» **AIM**
Could you reproduce the records below word for word, omitting the pictures?

Items from a dataset:
------------------------------------
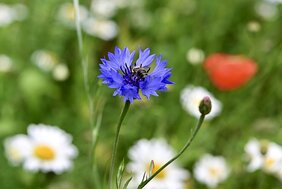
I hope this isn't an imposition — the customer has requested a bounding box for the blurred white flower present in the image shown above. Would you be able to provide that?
[126,139,189,189]
[91,0,117,18]
[245,139,282,174]
[31,50,58,72]
[180,85,222,119]
[0,3,14,27]
[53,64,69,81]
[24,124,78,174]
[263,142,282,173]
[186,48,205,64]
[247,21,261,33]
[194,154,230,188]
[58,3,88,28]
[0,54,12,72]
[82,17,118,41]
[4,134,31,165]
[255,2,278,20]
[245,139,263,172]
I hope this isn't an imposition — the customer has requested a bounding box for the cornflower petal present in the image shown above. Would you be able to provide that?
[98,47,173,103]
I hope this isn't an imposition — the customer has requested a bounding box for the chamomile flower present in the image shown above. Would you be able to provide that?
[245,139,282,174]
[194,154,230,188]
[53,64,69,81]
[98,47,173,103]
[263,142,282,173]
[245,139,263,172]
[180,85,222,119]
[126,139,189,189]
[23,124,78,174]
[4,134,31,165]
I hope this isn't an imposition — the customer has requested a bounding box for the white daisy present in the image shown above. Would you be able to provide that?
[58,3,88,28]
[245,139,282,174]
[263,142,282,173]
[24,124,78,174]
[186,48,205,64]
[0,54,12,72]
[31,50,59,72]
[126,139,189,189]
[53,64,69,81]
[82,17,118,41]
[194,154,230,188]
[180,85,222,119]
[4,134,31,165]
[245,139,263,172]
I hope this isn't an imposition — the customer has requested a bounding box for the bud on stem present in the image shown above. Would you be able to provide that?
[199,96,212,115]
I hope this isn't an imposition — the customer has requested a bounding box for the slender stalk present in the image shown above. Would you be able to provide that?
[109,100,130,189]
[73,0,99,188]
[138,114,205,189]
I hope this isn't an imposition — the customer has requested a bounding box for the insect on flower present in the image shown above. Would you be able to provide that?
[98,47,173,103]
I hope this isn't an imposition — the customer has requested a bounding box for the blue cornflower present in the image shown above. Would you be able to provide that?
[98,47,173,103]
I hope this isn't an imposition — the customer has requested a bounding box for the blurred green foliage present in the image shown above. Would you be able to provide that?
[0,0,282,189]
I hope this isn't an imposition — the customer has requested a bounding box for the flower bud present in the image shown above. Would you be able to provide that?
[199,96,212,115]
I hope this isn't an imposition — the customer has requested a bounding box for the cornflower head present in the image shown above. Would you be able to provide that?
[98,47,174,103]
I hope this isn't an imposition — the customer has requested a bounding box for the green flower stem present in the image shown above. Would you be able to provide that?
[109,100,130,189]
[138,114,205,189]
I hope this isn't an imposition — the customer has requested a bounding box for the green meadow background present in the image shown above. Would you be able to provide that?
[0,0,282,189]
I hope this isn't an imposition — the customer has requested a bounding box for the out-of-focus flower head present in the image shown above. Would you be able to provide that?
[57,3,88,28]
[126,139,189,189]
[245,139,282,174]
[82,17,118,41]
[53,64,69,81]
[4,134,31,166]
[247,21,261,33]
[180,85,222,119]
[194,154,230,188]
[245,139,265,172]
[98,47,173,103]
[23,124,78,174]
[204,53,257,91]
[186,48,205,65]
[0,54,13,72]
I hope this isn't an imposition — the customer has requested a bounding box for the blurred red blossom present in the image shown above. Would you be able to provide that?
[204,53,257,91]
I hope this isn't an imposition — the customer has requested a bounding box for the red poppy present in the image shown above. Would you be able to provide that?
[204,53,257,91]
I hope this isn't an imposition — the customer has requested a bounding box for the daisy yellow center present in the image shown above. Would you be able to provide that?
[34,144,55,160]
[9,148,22,161]
[209,167,219,177]
[148,163,167,179]
[192,97,201,107]
[264,157,275,168]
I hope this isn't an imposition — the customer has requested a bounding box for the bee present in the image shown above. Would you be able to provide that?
[131,66,151,79]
------------------------------------
» **RESPONSE TO THIS TASK**
I hope this isn't an imposition — the customer has requested a bounding box for the blurred white flower present in the image shown above. Would you be able to provide that?
[126,139,189,189]
[91,0,117,18]
[245,139,282,174]
[31,50,58,72]
[180,85,222,119]
[0,3,14,27]
[53,64,69,81]
[24,124,78,174]
[263,142,282,173]
[186,48,205,64]
[247,21,261,33]
[194,154,230,188]
[58,3,88,28]
[0,54,12,72]
[82,17,118,41]
[4,134,31,165]
[255,2,278,20]
[245,139,263,172]
I hope this isn't an imposition — the customer has requested a bounding box for the cornflower petal present in the image shown above. Would you be able to provide that?
[98,47,173,103]
I hope this isn't an imposition — the customer has requested a bounding box for the chamomile flower present in the image shown above. Would you be able to provide that?
[245,139,282,174]
[194,154,230,188]
[53,64,69,81]
[98,47,173,103]
[263,142,282,173]
[245,139,263,172]
[180,85,222,119]
[126,139,189,189]
[23,124,78,174]
[4,134,31,165]
I hope this isn't an imposition — the customer has requested a bounding box for the white daisy present in the image shown above. Would you be able to provide that?
[58,3,88,28]
[245,139,282,174]
[263,142,282,173]
[24,124,78,174]
[186,48,205,64]
[0,54,12,72]
[31,50,59,72]
[126,139,189,189]
[53,64,69,81]
[82,17,118,41]
[194,154,230,188]
[180,85,222,119]
[4,134,31,165]
[245,139,263,172]
I hope this isn't an imposition — the customer has requested a bounding box for the bud on stem present in the image shown above. Would you be able to provide that?
[199,96,212,115]
I hope this isn't an imposition — the customer has requested a bounding box for the slender stalk present in the image shown above. Would you be able to provide that?
[109,100,130,189]
[73,0,99,188]
[138,114,205,189]
I hope this isn't an imposition — the customer has requested a bounding box for the insect on flower present in the image shown above. Would you be able to provide that?
[98,47,173,103]
I hope this isn't an imposition — the customer has requested a bounding box for the blue cornflower present in the image shown above. Would you be able to provide that?
[98,47,173,103]
I hope this isn't an imposition — the customer has requested a bounding box for the blurred green foliage present in the image shown above. Would you be able to provide that?
[0,0,282,189]
I hope this isn't an imposition — the customer has requested a bounding box for the flower bud present in the image shown above. Would you be able to provide that?
[199,96,212,115]
I hope this isn't an imposition — the customer has requested a bounding box for the cornflower head present in the image shown above. Would you be able to provide that?
[98,47,174,103]
I hope this isn't an imposition — the customer has requested a bounding box for the green flower stem present in the image shown above. Would you be able to provide that?
[109,100,130,189]
[138,114,205,189]
I hope this isn't an imposition — the customer has requested a bounding box for the green meadow background present in the image shown above. Would you be able to provide that?
[0,0,282,189]
I hope this isn't an imposition — the customer has requested a bounding box for the out-of-focus flower head present in the image shown above. Would you be able to provide that?
[57,3,88,28]
[126,139,189,189]
[245,139,282,174]
[82,17,118,41]
[53,64,69,81]
[4,134,31,166]
[247,21,261,33]
[180,85,222,119]
[194,154,230,188]
[245,139,265,172]
[98,47,173,103]
[23,124,78,174]
[204,53,257,91]
[186,48,205,65]
[0,54,13,72]
I hope this isn't an imposition — the customer has requested a bounding box for the blurred red blossom present in the image shown above. Would you be able to provide that?
[204,53,257,91]
I hope this isn't an imposition — the customer has requested a bounding box for the red poppy present in the image shown above. Would you be able to provide that?
[204,53,257,91]
I hope this isn't an imposition — the customer has requested a bounding box for the daisy yellow center present in the image shown above. Would you be able to provide that?
[34,144,55,160]
[9,148,22,161]
[209,167,219,177]
[148,163,167,179]
[192,97,201,107]
[264,157,275,168]
I hope this isn't an imposition — the customer has requested a bounding box for the bee present in the image shown above. Would you be able to provide that?
[131,66,151,79]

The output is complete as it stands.